## Your task
Give only the number of lines in these records that include "spoon".
#### Records shown ####
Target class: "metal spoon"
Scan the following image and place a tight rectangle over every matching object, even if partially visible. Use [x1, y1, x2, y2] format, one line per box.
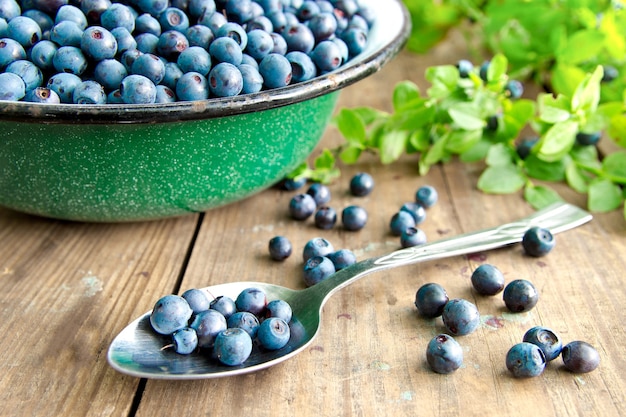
[107, 202, 591, 380]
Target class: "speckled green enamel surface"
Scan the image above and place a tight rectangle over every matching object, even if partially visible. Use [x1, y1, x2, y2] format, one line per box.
[0, 92, 338, 222]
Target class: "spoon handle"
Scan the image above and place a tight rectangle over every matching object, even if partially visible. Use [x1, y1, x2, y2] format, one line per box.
[311, 202, 592, 302]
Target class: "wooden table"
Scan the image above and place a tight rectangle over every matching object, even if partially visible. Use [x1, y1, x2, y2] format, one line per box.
[1, 39, 625, 417]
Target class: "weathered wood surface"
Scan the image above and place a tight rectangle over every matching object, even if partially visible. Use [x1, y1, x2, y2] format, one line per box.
[1, 41, 625, 417]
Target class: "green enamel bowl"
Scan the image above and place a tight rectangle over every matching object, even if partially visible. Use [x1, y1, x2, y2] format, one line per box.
[0, 0, 410, 222]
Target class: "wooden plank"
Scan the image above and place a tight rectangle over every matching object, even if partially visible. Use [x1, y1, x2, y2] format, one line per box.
[0, 208, 199, 416]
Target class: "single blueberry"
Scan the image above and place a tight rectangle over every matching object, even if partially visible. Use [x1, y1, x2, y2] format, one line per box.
[176, 71, 208, 101]
[259, 52, 292, 88]
[285, 50, 316, 82]
[561, 341, 600, 373]
[177, 45, 211, 76]
[0, 71, 25, 101]
[400, 227, 427, 248]
[342, 205, 367, 231]
[209, 36, 243, 65]
[210, 295, 237, 319]
[47, 72, 82, 103]
[415, 283, 449, 318]
[349, 172, 374, 196]
[505, 79, 524, 99]
[171, 327, 198, 354]
[80, 26, 117, 61]
[120, 74, 157, 104]
[256, 317, 291, 350]
[308, 12, 337, 41]
[456, 59, 473, 78]
[155, 85, 176, 102]
[575, 131, 601, 146]
[269, 235, 292, 261]
[310, 39, 342, 72]
[523, 326, 562, 362]
[7, 16, 42, 49]
[214, 328, 253, 366]
[289, 193, 316, 220]
[157, 30, 189, 61]
[181, 288, 211, 313]
[276, 176, 306, 190]
[442, 298, 480, 336]
[306, 183, 331, 206]
[94, 58, 127, 91]
[52, 45, 87, 75]
[235, 287, 267, 316]
[522, 226, 555, 257]
[227, 311, 260, 338]
[244, 28, 273, 60]
[415, 185, 438, 208]
[303, 255, 335, 286]
[208, 62, 243, 97]
[426, 334, 463, 374]
[470, 264, 505, 295]
[389, 210, 416, 236]
[266, 299, 293, 323]
[340, 27, 367, 57]
[100, 3, 135, 32]
[72, 80, 106, 104]
[135, 32, 160, 54]
[503, 279, 539, 312]
[314, 206, 337, 229]
[400, 202, 426, 225]
[149, 294, 193, 335]
[135, 13, 162, 36]
[302, 236, 334, 261]
[132, 53, 166, 84]
[282, 23, 315, 53]
[506, 342, 546, 378]
[185, 24, 214, 49]
[159, 7, 190, 32]
[30, 40, 58, 71]
[516, 136, 539, 160]
[24, 86, 61, 103]
[239, 63, 263, 94]
[5, 59, 42, 92]
[189, 309, 227, 348]
[327, 249, 357, 271]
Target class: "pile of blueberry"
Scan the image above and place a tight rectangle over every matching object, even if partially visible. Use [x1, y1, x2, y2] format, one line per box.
[0, 0, 374, 103]
[388, 184, 437, 248]
[150, 286, 293, 366]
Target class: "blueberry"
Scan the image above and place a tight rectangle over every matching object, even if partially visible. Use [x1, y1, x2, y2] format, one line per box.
[400, 202, 426, 225]
[73, 80, 106, 104]
[303, 237, 334, 261]
[602, 65, 618, 82]
[349, 172, 374, 196]
[22, 11, 52, 37]
[308, 12, 337, 41]
[303, 255, 335, 286]
[208, 295, 236, 319]
[171, 327, 198, 354]
[486, 114, 499, 131]
[282, 23, 315, 53]
[479, 60, 490, 81]
[285, 50, 316, 82]
[269, 31, 287, 54]
[561, 341, 600, 373]
[189, 309, 227, 348]
[100, 3, 135, 32]
[296, 1, 320, 21]
[120, 74, 157, 104]
[7, 16, 42, 49]
[470, 264, 505, 295]
[456, 59, 473, 78]
[135, 13, 162, 36]
[177, 45, 211, 76]
[505, 79, 524, 99]
[266, 299, 293, 323]
[107, 89, 124, 103]
[136, 33, 160, 55]
[0, 71, 25, 100]
[389, 210, 416, 236]
[185, 24, 214, 49]
[81, 0, 112, 23]
[93, 58, 127, 91]
[442, 298, 480, 336]
[314, 206, 337, 229]
[306, 183, 331, 206]
[24, 86, 61, 103]
[188, 0, 217, 19]
[235, 287, 267, 316]
[523, 326, 562, 362]
[208, 62, 243, 97]
[0, 0, 20, 21]
[522, 226, 555, 257]
[162, 61, 184, 90]
[176, 71, 208, 101]
[503, 279, 539, 312]
[209, 36, 243, 65]
[259, 52, 292, 88]
[426, 334, 463, 374]
[227, 311, 260, 338]
[224, 0, 255, 24]
[137, 0, 169, 17]
[181, 288, 211, 313]
[515, 136, 538, 159]
[415, 185, 438, 208]
[310, 40, 342, 72]
[149, 294, 193, 335]
[52, 45, 87, 75]
[81, 26, 117, 61]
[506, 342, 546, 378]
[342, 205, 367, 231]
[340, 27, 367, 57]
[155, 85, 176, 103]
[214, 328, 253, 366]
[159, 7, 190, 32]
[47, 72, 82, 103]
[575, 131, 601, 146]
[268, 235, 292, 261]
[256, 317, 290, 350]
[289, 193, 316, 220]
[400, 227, 427, 248]
[276, 176, 306, 190]
[5, 59, 42, 92]
[415, 283, 448, 318]
[327, 249, 356, 271]
[157, 30, 189, 61]
[0, 37, 25, 69]
[244, 28, 273, 60]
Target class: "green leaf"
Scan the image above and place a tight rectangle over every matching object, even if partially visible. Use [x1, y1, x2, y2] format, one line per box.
[486, 53, 508, 84]
[486, 143, 515, 166]
[536, 120, 578, 162]
[588, 178, 623, 212]
[524, 184, 563, 209]
[334, 108, 366, 146]
[557, 30, 606, 65]
[524, 154, 567, 181]
[607, 113, 626, 148]
[408, 129, 430, 152]
[565, 162, 590, 193]
[392, 102, 436, 131]
[419, 133, 448, 175]
[537, 93, 571, 123]
[393, 81, 421, 111]
[314, 148, 335, 170]
[379, 129, 408, 164]
[425, 65, 459, 98]
[477, 164, 526, 194]
[446, 129, 482, 154]
[460, 139, 492, 163]
[339, 146, 362, 165]
[571, 66, 603, 114]
[551, 63, 586, 97]
[448, 103, 487, 130]
[602, 151, 626, 184]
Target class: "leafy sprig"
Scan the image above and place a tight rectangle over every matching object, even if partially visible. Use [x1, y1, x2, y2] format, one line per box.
[290, 55, 626, 220]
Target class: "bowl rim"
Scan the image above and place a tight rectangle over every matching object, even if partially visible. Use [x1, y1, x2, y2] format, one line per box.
[0, 0, 411, 124]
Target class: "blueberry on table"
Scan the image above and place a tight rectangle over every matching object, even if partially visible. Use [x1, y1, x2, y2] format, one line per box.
[470, 264, 505, 295]
[506, 342, 546, 378]
[415, 283, 449, 318]
[389, 210, 416, 237]
[149, 294, 193, 335]
[289, 193, 316, 220]
[303, 237, 335, 261]
[314, 206, 337, 229]
[256, 317, 291, 350]
[415, 185, 438, 208]
[503, 279, 539, 312]
[522, 226, 555, 257]
[303, 255, 336, 286]
[400, 227, 427, 248]
[442, 298, 480, 336]
[327, 249, 357, 271]
[523, 326, 562, 362]
[426, 334, 463, 374]
[213, 328, 253, 366]
[189, 309, 227, 349]
[268, 235, 292, 261]
[561, 341, 600, 373]
[171, 327, 198, 355]
[349, 172, 374, 196]
[235, 287, 267, 316]
[227, 311, 260, 338]
[400, 202, 426, 225]
[306, 183, 331, 206]
[342, 205, 368, 231]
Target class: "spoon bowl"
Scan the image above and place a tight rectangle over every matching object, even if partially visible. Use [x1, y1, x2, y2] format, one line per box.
####
## Completed exercise
3